Work instructions: The data should be transcribed in its entirety, word for word.

Working data:
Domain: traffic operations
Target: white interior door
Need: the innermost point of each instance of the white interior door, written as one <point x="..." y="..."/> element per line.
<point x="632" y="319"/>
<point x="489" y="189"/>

Exercise result:
Domain: traffic operations
Target: white interior door
Need: the innermost point of each instance of the white interior door, written as one <point x="..." y="..."/> element per line.
<point x="632" y="319"/>
<point x="489" y="189"/>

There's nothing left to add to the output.